#### EXERCISE PROMPT
Return an exact copy of the entries, skipping any picture you find.

#### MATERIAL PROVIDED
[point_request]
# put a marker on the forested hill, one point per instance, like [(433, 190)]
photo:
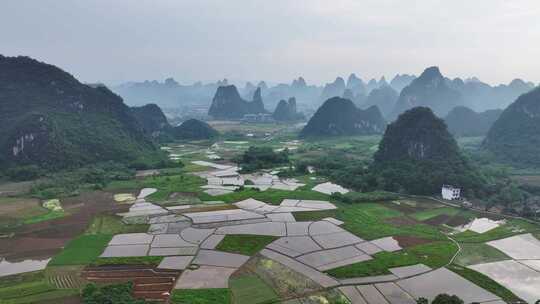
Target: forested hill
[(515, 136), (49, 118), (194, 129), (431, 90), (152, 119), (418, 155), (339, 116)]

#### COMPLETED TASK
[point_request]
# put a marker on the forested hill, one point per instance, like [(433, 190)]
photo:
Target: forested hill
[(515, 136), (49, 118), (194, 129), (431, 90), (152, 119), (418, 155), (339, 116)]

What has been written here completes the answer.